▽
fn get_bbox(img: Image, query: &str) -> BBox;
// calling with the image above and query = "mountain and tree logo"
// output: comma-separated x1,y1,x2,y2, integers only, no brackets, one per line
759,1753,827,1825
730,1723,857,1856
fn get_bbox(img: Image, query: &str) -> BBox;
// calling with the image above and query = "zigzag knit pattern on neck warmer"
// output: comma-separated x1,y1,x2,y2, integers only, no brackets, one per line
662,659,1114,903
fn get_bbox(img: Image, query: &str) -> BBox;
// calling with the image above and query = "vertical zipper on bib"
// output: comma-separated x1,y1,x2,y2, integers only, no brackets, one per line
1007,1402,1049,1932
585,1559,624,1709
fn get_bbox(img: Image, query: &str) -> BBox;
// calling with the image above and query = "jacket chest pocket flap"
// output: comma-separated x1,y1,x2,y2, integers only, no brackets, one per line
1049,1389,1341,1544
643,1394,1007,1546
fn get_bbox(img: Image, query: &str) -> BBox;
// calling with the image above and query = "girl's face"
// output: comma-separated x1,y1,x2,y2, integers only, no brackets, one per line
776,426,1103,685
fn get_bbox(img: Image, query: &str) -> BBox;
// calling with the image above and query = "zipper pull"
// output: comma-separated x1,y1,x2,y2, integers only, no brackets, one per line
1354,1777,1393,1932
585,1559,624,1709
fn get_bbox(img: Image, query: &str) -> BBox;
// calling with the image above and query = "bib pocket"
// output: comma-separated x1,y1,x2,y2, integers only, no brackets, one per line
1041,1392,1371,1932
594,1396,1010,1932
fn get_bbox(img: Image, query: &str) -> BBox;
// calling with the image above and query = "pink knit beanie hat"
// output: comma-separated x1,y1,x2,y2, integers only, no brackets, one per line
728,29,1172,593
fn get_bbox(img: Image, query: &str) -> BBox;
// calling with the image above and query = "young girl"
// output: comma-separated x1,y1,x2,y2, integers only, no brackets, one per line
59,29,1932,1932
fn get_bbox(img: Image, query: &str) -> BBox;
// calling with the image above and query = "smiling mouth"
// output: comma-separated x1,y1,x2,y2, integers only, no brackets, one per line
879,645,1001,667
△
About this task =>
Among the entries above, how many lines have the string "pocket" in them? Only the number should be given.

Result below =>
2